-- Start of SOURCE EXTRACT --
In an article re Mersey Disasters I mentioned an old book I found well also in this book is an article on Liners that held the Blue Riband among other holders it shows the Normandie in 1935 when she broke all records the first to do an average 30 knots on her maiden voyage if the French or anyone else for that matter build ships like her again the generation today will see what wonderful elegant vessels should look like not these floating monstroties that pass as liners.


----------



## fred henderson (Jun 13, 2005)

It really depends upon whether you want to look at passenger ships from the shore or travel in them. All the great transatlantic liners from the 1920s onwards were financed by their governments and most lost their taxpayers large amounts of money, because so few people wanted to travel in them.

Normandie had a bad reputation for pompous and pretentious on-board attitudes – first class passengers were expected to wear white tie outfits for dinner for example. The New York Herald-Tribune reported that when she was brand new, she only managed to fill 59% of available space, eastbound and westbound in May, June and July 1935. No government would pay for these financial white elephants today.
-- End of SOURCE EXTRACT --
-- Start of DATA EXCERPT --
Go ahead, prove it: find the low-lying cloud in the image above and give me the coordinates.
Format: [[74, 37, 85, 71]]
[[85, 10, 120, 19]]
-- End of DATA EXCERPT --
TASKS AND EXERCISES =
(a) In the Normandie thread, give the part that opens with "Normandie had a" and closes with "white elephants today." again, switching "white tie" for "black tie".
(b) Translate this sentence from the Normandie thread into Spanish: "No government would pay for these financial white elephants today."
(c) According to the Normandie thread, what share of available space did the ship fill in May, June and July 1935, as reported by the New York Herald-Tribune?

RESULTS BY TASK =
(a)
Normandie had a bad reputation for pompous and pretentious on-board attitudes – first class passengers were expected to wear black tie outfits for dinner for example. The New York Herald-Tribune reported that when she was brand new, she only managed to fill 59% of available space, eastbound and westbound in May, June and July 1935. No government would pay for these financial white elephants today.

(b) Ningún gobierno pagaría hoy por estos elefantes blancos financieros.

(c) She filled only 59% of available space, eastbound and westbound.